--- begin Data for the task ---

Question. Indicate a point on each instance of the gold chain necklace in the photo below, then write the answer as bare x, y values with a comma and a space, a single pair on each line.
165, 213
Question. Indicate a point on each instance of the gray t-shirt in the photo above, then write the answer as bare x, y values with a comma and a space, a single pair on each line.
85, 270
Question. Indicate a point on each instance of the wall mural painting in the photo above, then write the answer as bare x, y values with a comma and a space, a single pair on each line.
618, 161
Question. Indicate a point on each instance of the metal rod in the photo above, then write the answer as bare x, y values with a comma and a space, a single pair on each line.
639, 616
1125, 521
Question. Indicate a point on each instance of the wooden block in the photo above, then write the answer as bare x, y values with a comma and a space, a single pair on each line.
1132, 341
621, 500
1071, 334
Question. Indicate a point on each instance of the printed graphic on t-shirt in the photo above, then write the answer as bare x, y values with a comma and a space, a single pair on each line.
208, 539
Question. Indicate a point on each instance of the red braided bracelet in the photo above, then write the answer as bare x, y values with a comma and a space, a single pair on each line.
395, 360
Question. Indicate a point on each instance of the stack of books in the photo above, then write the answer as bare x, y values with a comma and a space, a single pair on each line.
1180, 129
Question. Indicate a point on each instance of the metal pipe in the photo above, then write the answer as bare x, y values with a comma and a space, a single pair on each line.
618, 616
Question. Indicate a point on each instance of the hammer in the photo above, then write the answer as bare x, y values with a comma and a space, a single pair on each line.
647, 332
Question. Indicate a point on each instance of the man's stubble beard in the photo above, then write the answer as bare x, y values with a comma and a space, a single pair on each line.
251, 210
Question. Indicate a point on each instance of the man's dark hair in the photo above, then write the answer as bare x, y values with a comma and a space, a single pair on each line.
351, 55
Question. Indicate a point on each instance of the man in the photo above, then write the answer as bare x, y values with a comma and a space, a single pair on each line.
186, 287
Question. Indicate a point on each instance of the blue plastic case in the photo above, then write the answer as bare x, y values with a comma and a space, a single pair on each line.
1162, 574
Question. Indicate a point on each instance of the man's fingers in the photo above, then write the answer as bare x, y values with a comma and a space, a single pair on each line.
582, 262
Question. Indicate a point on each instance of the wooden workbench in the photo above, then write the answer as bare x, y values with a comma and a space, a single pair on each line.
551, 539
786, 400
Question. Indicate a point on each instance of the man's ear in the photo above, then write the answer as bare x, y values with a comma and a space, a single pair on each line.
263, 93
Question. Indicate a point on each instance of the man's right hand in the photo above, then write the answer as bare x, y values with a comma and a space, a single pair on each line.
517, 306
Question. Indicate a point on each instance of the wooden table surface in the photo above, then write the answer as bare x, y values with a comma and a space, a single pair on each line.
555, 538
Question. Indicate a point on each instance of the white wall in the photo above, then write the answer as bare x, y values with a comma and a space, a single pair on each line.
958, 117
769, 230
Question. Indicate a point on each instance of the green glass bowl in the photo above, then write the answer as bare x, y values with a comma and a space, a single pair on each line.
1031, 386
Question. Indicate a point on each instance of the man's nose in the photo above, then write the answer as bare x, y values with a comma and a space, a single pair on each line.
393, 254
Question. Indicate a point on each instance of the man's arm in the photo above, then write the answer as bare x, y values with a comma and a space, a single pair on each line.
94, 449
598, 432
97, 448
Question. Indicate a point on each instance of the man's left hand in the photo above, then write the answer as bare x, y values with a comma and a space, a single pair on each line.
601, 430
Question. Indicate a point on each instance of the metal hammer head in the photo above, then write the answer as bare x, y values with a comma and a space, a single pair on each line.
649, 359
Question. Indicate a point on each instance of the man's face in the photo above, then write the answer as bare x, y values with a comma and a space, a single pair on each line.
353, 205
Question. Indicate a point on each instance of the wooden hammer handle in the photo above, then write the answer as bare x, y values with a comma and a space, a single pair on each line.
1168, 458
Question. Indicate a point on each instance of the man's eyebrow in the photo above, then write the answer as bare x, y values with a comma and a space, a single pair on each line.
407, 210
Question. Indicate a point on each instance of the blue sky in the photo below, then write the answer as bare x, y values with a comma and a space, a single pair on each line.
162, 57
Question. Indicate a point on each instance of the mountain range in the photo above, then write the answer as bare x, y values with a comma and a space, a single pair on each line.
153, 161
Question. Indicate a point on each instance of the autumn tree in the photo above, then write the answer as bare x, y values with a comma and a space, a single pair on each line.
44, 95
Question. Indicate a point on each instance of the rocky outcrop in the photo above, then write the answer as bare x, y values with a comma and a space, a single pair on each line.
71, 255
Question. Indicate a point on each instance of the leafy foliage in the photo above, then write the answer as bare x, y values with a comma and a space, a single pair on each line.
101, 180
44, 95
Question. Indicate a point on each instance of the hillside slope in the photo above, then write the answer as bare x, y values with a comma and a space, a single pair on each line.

--- end Data for the task ---

=== Given instruction ===
Write the listing out again, exactly as it reads.

=== Exercise response ===
Question. Indicate a point on each instance of the gold chain necklace in the photo below, then write the answer as bare x, y values with a comma and a space, a single pair on each line.
165, 213
Question. Indicate a point on each instance of the gray t-shirt in the photo above, then write the answer as bare x, y values with a comma and a space, a single pair on each line.
85, 270
Question. Indicate a point on each instance of the wall mural painting in the photo above, then write the answer as bare x, y values with a comma and a space, a single pair on each line.
618, 161
Question. Indicate a point on each instance of the metal rod in the photo above, then write the answer as bare x, y values with a comma and a space, a single pair on each line.
639, 616
1125, 521
Question. Indicate a point on each instance of the wooden block in the photo above, then write the answer as bare x, y values with a comma and a space, a single pair on each line.
1132, 341
621, 500
1071, 334
Question. Indicate a point on each instance of the printed graphic on t-shirt in the photo above, then write the answer as bare x, y values with a comma and a space, a single pair on each line.
208, 539
Question. Indicate a point on each instance of the red braided bracelet in the photo above, then write the answer as bare x, y values with a comma and a space, a single pair on each line.
395, 360
Question. Indicate a point on each instance of the stack of books in the photo above, then write the answer as bare x, y values with a comma and a space, a single pair on each line.
1180, 129
Question. Indicate a point on each instance of the metal pipe in the photo above, then write the answer as bare x, y values with a comma and a space, a single pair on each line.
618, 616
Question. Indicate a point on each instance of the hammer in the photo above, then write the answer as bare x, y values with a comma and a space, a single pair on each line.
647, 332
Question. Indicate a point on each instance of the man's stubble beard in the photo above, then write the answer as bare x, y values with a comma and a space, a single pair on each line.
251, 210
Question. Indicate a point on each instance of the man's dark hair in the photo above, then write the answer as bare x, y values with a comma and a space, a single pair on each line.
351, 55
Question. Indicate a point on each instance of the man in the photo above, then write the answer as bare x, y values with a comma and a space, a single pair on each line.
186, 287
Question. Indicate a point on each instance of the blue plastic case in the photo above, then write the answer as bare x, y values with a comma and a space, a single pair on each line.
1162, 574
Question. Indicate a point on each instance of the man's fingers in the photo above, then write the answer as bare x, y values with a comma and a space, a single pair on each line.
582, 262
Question. Indicate a point on each instance of the wooden workbench in the photo above, then write the answer as bare x, y values with a comma and a space, a single pair on each line.
551, 539
786, 400
Question. Indicate a point on each instance of the man's ear in the photo above, then write the answer as bare x, y values with a comma and a space, a single pair on each line.
263, 93
Question. Indicate a point on each instance of the man's right hand in the photo above, then write the answer as bare x, y values with a comma and a space, a single pair on each line.
517, 306
Question. Indicate a point on each instance of the wooden table surface in the photo above, then write the answer as bare x, y values with a comma and a space, a single pair on each line.
555, 538
Question. Indicate a point on each instance of the white wall in the photo above, then write the answer as bare x, y values with a comma and a space, a single pair on each line.
958, 117
769, 230
Question. Indicate a point on each instance of the green glass bowl in the photo above, then write the answer as bare x, y values with a comma and a space, a single pair on each line.
1031, 386
Question. Indicate a point on each instance of the man's nose in the photo above, then write the answer as bare x, y values with a comma and a space, a single pair on each line.
393, 254
Question. Indicate a point on each instance of the man's arm in the photo above, then write the answer as bare x, y values with a comma and a space, a single pair on each line.
94, 449
598, 432
97, 448
Question. Indicate a point on each instance of the man's left hand in the photo above, then write the answer as bare x, y values with a comma and a space, a single pair on each line.
601, 430
Question. Indicate a point on each instance of the metal hammer head in the photo above, then write the answer as bare x, y values with a comma and a space, a single pair on each line.
649, 359
Question. Indicate a point on each instance of the man's face in the photo above, then write the answer as bare x, y values with a comma and a space, a single pair on each line.
353, 205
Question. Indicate a point on each instance of the wooden hammer handle in the photo above, then write the answer as bare x, y values with a comma and a space, a single pair on each line.
1168, 458
Question. Indicate a point on each instance of the man's eyebrow in the photo above, then write the answer as bare x, y values with a comma and a space, a single pair on each line.
407, 210
Question. Indicate a point on each instance of the blue sky in the photo below, then write the answer as bare x, y values with a comma and a space, a single pair on each line.
162, 57
Question. Indicate a point on each instance of the mountain range in the photo above, then write the answer as bare x, y values with a comma and a space, a single pair on each line.
153, 161
Question. Indicate a point on each instance of the autumn tree in the photo above, then write the answer as bare x, y values with a comma and a space, a single pair on each line.
44, 95
Question. Indicate a point on each instance of the rocky outcrop in the photo above, then write the answer as bare x, y values with a comma and a space, a single pair on each line.
71, 255
Question. Indicate a point on each instance of the leafy foliage in the photo above, then write the answer as bare x, y values with a comma and a space, a single pair on each line.
101, 180
44, 95
Question. Indicate a point on each instance of the hillside slope in the photo above, then write the answer as bare x, y values with a comma and a space, a single pair on each line.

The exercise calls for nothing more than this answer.